▶ Task item
Leaving out the pictures, output each record exactly as it stands.

(Dataset entries)
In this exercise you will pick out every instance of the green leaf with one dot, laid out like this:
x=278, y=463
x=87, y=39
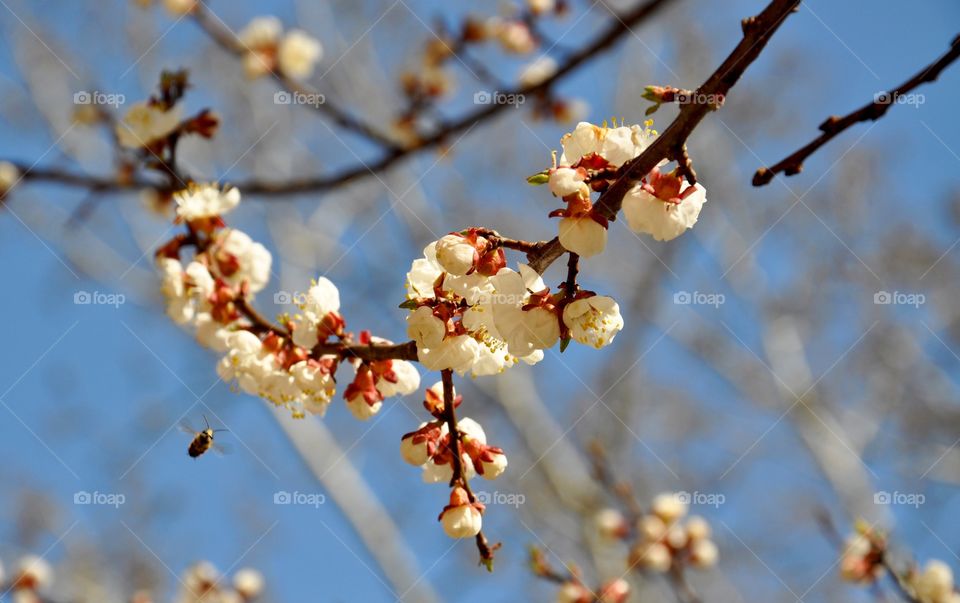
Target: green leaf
x=539, y=178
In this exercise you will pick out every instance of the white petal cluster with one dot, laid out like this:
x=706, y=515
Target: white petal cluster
x=935, y=583
x=298, y=54
x=663, y=220
x=205, y=201
x=186, y=291
x=582, y=235
x=179, y=7
x=9, y=177
x=495, y=332
x=239, y=259
x=538, y=71
x=320, y=301
x=145, y=124
x=593, y=320
x=616, y=145
x=305, y=386
x=664, y=536
x=461, y=518
x=294, y=54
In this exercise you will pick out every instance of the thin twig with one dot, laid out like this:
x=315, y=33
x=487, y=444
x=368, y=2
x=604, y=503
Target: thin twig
x=873, y=111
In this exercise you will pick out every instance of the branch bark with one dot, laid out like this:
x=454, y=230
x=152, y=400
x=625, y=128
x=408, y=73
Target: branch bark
x=833, y=126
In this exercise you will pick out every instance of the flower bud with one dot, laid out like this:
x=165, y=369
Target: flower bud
x=425, y=328
x=669, y=507
x=615, y=591
x=248, y=583
x=461, y=518
x=703, y=554
x=456, y=255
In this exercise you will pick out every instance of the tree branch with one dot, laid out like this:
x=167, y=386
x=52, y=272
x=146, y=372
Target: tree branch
x=757, y=31
x=603, y=42
x=873, y=111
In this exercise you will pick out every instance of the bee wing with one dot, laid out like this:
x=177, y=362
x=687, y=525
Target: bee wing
x=221, y=449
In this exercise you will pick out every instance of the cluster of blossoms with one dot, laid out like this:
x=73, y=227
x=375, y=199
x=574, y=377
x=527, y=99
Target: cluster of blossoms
x=662, y=205
x=432, y=448
x=515, y=34
x=934, y=584
x=574, y=591
x=664, y=538
x=862, y=558
x=864, y=562
x=202, y=583
x=149, y=125
x=470, y=313
x=269, y=50
x=9, y=177
x=212, y=294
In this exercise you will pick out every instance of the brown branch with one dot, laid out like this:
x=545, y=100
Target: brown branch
x=459, y=476
x=873, y=111
x=757, y=31
x=618, y=29
x=398, y=351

▶ Reply to the task
In this exercise you will pick out every instance of the green leaf with one dot, laid out like this:
x=278, y=463
x=87, y=39
Target: green leaf
x=539, y=178
In this exercise you will pick out every instance of the white petal cluster with one dot, laid out like this:
x=706, y=515
Target: white petal cluster
x=935, y=583
x=298, y=54
x=663, y=220
x=205, y=201
x=186, y=291
x=582, y=235
x=179, y=7
x=9, y=177
x=495, y=332
x=239, y=259
x=538, y=71
x=320, y=301
x=145, y=124
x=593, y=320
x=616, y=145
x=305, y=386
x=664, y=536
x=461, y=518
x=294, y=54
In this exercise you will pick out every instance of the thin twig with one dot, laid out like this:
x=315, y=33
x=487, y=444
x=368, y=2
x=604, y=503
Target: thin twig
x=873, y=111
In this exercise you will pick out every instance of the branch bark with one dot, laid out like this:
x=454, y=230
x=152, y=400
x=625, y=128
x=408, y=73
Target: branch bark
x=833, y=126
In this exercise you will pick out every instance of the flower bud with one dot, laid out like this:
x=165, y=369
Target: flower bud
x=425, y=328
x=669, y=507
x=615, y=591
x=248, y=583
x=461, y=518
x=703, y=554
x=456, y=255
In this exercise you will pick out every instance of the tree branch with one dot, laid out like this:
x=167, y=386
x=52, y=272
x=146, y=372
Target: tree branch
x=757, y=31
x=603, y=42
x=873, y=111
In this exercise you will pick out every instance of the bee wing with one dot, laid out like this:
x=177, y=362
x=687, y=525
Target: bee wing
x=221, y=449
In this exercise you will pick out every instance of the cluster of blossoms with one dot, laid out like this:
x=73, y=227
x=375, y=199
x=574, y=377
x=527, y=99
Target: cluster of blossoms
x=662, y=205
x=432, y=448
x=515, y=34
x=934, y=584
x=574, y=591
x=664, y=538
x=862, y=558
x=864, y=562
x=202, y=583
x=149, y=125
x=470, y=313
x=269, y=50
x=9, y=177
x=212, y=294
In this exercise you will pick out every instance of the brown branch with one dot, laid out like this:
x=545, y=100
Target: brown branch
x=459, y=476
x=873, y=111
x=757, y=31
x=618, y=29
x=398, y=351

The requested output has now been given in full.